Problem description. Write out all of the records, keeping each one exactly as written.

The records.
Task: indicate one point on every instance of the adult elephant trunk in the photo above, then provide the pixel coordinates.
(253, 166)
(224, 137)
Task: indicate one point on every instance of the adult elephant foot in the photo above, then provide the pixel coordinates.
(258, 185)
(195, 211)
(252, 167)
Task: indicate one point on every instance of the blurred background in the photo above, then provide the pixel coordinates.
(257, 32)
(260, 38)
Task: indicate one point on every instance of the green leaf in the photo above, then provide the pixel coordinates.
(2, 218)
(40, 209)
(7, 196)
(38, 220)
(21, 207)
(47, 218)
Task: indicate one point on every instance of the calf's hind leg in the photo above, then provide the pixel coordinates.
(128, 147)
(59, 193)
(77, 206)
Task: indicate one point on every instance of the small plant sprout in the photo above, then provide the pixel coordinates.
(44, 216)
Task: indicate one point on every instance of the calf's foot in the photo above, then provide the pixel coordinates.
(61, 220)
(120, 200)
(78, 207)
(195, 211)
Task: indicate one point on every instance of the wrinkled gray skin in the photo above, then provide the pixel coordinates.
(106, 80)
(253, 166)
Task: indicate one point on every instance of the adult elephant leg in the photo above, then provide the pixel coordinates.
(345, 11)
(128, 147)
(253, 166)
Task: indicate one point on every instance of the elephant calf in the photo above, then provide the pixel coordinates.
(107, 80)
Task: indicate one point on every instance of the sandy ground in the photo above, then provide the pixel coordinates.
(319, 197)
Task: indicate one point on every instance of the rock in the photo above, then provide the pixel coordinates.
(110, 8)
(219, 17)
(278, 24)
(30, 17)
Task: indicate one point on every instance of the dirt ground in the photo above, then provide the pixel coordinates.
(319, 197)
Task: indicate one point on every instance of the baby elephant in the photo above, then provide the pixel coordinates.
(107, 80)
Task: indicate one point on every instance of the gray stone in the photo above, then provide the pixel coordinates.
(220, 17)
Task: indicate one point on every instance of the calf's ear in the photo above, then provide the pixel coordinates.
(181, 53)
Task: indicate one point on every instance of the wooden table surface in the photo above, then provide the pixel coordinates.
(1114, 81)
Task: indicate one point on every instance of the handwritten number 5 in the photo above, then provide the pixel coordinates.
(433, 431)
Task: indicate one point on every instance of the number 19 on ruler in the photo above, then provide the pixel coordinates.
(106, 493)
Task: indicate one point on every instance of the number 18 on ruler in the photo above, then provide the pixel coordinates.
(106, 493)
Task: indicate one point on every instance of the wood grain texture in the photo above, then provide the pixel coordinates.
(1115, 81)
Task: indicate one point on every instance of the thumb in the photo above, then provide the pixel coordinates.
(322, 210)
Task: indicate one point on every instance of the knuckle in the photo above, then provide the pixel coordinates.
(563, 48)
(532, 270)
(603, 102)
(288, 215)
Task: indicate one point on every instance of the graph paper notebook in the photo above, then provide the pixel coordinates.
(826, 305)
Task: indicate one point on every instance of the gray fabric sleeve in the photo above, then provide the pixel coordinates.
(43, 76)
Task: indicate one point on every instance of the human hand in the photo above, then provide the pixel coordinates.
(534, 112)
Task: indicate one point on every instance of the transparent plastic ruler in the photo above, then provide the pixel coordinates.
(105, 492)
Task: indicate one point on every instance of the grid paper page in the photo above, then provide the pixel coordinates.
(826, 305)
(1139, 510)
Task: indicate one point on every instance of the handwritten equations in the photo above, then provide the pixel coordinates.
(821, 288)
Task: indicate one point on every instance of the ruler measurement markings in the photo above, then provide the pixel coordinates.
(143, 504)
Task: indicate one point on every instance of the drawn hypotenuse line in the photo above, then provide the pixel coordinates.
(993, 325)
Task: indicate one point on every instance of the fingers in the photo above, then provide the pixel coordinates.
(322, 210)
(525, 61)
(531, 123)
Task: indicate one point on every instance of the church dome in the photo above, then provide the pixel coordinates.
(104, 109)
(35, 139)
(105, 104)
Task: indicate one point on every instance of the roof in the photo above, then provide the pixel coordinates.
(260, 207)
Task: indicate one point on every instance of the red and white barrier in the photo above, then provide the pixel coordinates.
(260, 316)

Solution to the problem.
Task: indicate one point on every instance of the adult elephant trunk in the photo above, then provide the pixel coordinates.
(253, 166)
(224, 137)
Task: indicate one point on every instance of the adult elephant foot in the photo above, then provide the pixel coordinates.
(258, 185)
(195, 211)
(252, 167)
Task: indicate one point on every instance of the blurred background in the photo above, then provide the pixel coordinates.
(257, 32)
(260, 38)
Task: indicate one point on every instance of the green leaf in the photo above, then provide the pixel coordinates.
(2, 218)
(40, 209)
(7, 196)
(38, 220)
(21, 207)
(47, 218)
Task: indicate one point on every instance of the calf's hind leg in the photo above, then provide the pixel coordinates.
(128, 147)
(59, 193)
(77, 206)
Task: indicate one point on every instance of the small plant sprout in the photo above, then provide the pixel coordinates.
(44, 216)
Task: indicate one point on every instance of the calf's foot in the photo above, then provide the pixel coordinates.
(61, 220)
(120, 200)
(78, 207)
(195, 211)
Task: indicate one point on every instance of the wrinkled gray skin in the photo above, then provide the pixel coordinates.
(106, 80)
(253, 166)
Task: indicate one point on every instance of the adult elephant leg in the photo above, then provide the pixel coordinates.
(345, 11)
(128, 147)
(253, 166)
Task: indicate one point on every instance of the elephant calf in the photo above, then provide the pixel coordinates.
(107, 80)
Task: indicate one point on every instance of the sandy ground in the photo above, then provide the pixel coordinates.
(319, 197)
Task: indicate one point on every instance of the rock in the photo above, then provide the pixel coordinates.
(110, 8)
(219, 17)
(278, 24)
(30, 17)
Task: indicate one point on every instance of the dirt ground in the photo above, then provide the pixel coordinates.
(319, 197)
Task: indicate one point on every instance of the baby elephant in the photo above, then provide the pixel coordinates.
(107, 80)
Task: indicate one point on every instance of the gray stone in the photo above, then provide the pixel coordinates.
(220, 17)
Task: indicate one point on every instance of the calf's ear in the photo above, then provide the pixel coordinates.
(181, 53)
Task: indicate one point on every instance of the wooden table surface in the photo above, then provide the pixel coordinates.
(1114, 81)
Task: indicate one point on every instance of the handwritten number 5 in the photo above, then provide the pixel coordinates.
(433, 431)
Task: indicate one point on every instance of the number 19 on ruler in the photo above, then provide the pixel coordinates.
(106, 493)
Task: indicate one point on every instance of the number 18 on ruler in the photo above, then provide the pixel coordinates.
(106, 493)
Task: indicate one point on every instance of the wood grain texture in the photo above, then provide the pixel coordinates.
(1115, 81)
Task: indicate one point on every instance of the thumb in the photo above, then provide the pixel coordinates.
(322, 210)
Task: indicate one point on every instance of the knuckle in the photo above, then provide the pixel coordinates.
(563, 48)
(532, 270)
(603, 102)
(288, 215)
Task: indicate one point on every instance of the graph paper notebook in the photo above, then provide the pixel coordinates.
(826, 305)
Task: indicate one point on every instance of the gray fabric sleeve in the photo above, then provide the pixel coordinates.
(43, 76)
Task: indicate one point on every instance of the human hand in the photo above, then provide the pixel coordinates.
(534, 112)
Task: indicate one point on every instance of the transparent plastic ruler in the photo above, then provide the pixel coordinates.
(105, 492)
Task: indicate one point on every instance of the grid paper page in the photo above, then provide the pixel coordinates.
(826, 305)
(1139, 510)
Task: indicate one point on every instance of the handwritten equations in the photo above, then provide the pixel coordinates.
(821, 288)
Task: indicate one point on every instance of the ruler measurement markings in the photo above, then provide the pixel coordinates.
(143, 504)
Task: indicate one point on every instance of the drawn hypotenuse line in the photo above, then provide the pixel coordinates.
(993, 325)
Task: indicate one point on every instance of the fingers in the photo above, then provide the pixel coordinates.
(322, 210)
(525, 61)
(531, 123)
Task: indicate one point on every instance of the church dome in the photo above, then provide the pixel coordinates.
(104, 109)
(35, 139)
(105, 104)
Task: indicate one point on every instance of the roof in the photo above, then provide the pixel coordinates.
(260, 207)
Task: indicate one point on every instance of the red and white barrier in the photo above, then provide the pixel coordinates.
(260, 316)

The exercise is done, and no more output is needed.